Provided data START

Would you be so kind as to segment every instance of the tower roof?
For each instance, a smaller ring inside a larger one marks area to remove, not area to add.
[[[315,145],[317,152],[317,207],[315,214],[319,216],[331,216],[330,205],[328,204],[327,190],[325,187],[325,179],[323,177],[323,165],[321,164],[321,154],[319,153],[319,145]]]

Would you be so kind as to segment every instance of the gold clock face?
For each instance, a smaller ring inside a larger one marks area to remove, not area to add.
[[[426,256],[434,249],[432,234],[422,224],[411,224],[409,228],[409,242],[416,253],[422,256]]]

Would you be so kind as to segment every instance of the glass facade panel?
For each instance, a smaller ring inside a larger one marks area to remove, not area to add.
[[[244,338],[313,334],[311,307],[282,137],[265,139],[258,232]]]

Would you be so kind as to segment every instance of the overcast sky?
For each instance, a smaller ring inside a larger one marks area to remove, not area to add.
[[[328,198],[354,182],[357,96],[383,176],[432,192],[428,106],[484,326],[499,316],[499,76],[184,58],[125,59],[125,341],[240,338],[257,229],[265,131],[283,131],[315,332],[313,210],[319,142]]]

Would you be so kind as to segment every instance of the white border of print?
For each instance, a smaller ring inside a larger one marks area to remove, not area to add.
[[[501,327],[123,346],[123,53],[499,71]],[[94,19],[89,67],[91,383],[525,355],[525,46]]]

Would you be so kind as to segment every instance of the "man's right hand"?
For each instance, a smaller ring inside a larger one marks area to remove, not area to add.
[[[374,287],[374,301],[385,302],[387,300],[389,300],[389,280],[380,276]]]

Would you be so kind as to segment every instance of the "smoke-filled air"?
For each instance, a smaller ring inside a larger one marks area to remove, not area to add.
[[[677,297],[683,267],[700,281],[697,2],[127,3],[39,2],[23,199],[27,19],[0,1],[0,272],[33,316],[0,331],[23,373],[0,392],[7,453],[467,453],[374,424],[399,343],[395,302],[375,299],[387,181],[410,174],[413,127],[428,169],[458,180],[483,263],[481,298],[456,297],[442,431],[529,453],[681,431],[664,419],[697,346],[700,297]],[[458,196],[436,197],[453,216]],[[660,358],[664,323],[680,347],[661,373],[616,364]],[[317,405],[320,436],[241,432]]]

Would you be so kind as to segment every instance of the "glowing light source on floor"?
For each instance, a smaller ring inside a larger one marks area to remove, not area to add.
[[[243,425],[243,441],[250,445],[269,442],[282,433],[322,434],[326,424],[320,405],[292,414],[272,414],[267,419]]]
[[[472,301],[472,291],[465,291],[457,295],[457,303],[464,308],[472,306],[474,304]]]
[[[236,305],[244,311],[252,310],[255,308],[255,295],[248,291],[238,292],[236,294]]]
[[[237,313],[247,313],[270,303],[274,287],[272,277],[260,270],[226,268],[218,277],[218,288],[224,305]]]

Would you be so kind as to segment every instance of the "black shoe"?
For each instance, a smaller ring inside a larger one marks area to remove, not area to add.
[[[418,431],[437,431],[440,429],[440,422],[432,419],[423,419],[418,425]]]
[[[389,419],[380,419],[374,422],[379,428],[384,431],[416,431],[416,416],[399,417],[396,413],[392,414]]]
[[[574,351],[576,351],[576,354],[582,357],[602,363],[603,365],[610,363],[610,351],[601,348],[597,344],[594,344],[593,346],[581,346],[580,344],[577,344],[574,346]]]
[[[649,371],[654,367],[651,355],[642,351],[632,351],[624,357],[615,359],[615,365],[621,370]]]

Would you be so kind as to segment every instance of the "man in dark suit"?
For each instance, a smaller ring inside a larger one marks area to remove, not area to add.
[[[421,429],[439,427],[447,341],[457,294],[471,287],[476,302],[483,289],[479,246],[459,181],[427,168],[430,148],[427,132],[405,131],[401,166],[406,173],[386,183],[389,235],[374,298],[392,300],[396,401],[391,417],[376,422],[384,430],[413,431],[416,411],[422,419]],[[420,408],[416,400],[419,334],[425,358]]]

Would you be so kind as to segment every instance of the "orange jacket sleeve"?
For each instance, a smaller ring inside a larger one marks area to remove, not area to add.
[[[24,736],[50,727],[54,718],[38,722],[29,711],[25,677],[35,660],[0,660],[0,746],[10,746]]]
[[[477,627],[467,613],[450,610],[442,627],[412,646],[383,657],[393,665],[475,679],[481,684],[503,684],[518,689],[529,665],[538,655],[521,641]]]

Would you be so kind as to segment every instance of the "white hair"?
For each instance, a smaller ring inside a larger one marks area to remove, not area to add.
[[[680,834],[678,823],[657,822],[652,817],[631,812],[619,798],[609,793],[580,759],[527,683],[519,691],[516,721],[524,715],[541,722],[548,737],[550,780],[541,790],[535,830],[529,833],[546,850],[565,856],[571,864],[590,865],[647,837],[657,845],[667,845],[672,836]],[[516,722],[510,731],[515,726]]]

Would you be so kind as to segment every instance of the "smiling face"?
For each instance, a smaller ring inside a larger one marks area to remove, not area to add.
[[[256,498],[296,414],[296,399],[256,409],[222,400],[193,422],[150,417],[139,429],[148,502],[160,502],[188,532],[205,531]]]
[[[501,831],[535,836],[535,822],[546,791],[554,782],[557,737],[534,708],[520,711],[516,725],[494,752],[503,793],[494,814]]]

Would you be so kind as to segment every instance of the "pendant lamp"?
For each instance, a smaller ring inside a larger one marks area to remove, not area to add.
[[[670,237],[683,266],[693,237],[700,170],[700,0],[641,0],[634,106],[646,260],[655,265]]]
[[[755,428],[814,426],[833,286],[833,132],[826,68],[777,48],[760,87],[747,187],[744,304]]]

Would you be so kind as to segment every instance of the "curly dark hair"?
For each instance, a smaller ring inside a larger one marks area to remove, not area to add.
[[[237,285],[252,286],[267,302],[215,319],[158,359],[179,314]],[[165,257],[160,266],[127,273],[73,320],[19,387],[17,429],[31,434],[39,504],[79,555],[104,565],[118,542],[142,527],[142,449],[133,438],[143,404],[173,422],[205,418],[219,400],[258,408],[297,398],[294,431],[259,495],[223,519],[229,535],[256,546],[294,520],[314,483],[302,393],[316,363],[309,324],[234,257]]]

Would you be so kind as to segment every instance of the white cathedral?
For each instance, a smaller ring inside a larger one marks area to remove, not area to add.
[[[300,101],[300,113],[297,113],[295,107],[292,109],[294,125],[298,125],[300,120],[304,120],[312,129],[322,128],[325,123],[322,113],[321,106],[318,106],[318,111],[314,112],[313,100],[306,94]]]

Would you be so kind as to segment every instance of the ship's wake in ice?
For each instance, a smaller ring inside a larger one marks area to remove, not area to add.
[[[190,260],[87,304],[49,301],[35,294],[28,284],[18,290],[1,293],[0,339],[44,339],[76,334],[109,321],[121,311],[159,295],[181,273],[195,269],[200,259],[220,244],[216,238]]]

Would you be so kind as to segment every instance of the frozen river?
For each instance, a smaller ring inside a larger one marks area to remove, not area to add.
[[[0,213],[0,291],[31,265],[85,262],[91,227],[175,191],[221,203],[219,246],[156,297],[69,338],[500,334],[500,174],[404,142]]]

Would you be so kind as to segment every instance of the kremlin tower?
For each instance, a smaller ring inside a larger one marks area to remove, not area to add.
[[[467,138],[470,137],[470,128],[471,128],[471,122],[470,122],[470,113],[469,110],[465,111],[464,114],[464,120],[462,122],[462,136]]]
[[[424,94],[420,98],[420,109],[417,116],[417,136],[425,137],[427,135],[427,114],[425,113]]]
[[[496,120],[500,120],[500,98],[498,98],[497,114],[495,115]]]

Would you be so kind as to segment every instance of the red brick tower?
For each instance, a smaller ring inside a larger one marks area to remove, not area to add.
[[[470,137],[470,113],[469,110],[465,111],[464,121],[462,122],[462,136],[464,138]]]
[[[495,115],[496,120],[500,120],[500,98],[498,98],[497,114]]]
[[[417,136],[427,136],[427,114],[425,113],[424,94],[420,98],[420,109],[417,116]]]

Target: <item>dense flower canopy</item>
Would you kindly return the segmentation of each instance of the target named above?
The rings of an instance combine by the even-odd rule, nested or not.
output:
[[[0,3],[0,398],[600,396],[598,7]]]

Provided data END

### [Your task]
Please say how many lines in the records above contain the string "white", giving no other words.

### [Your solution]
3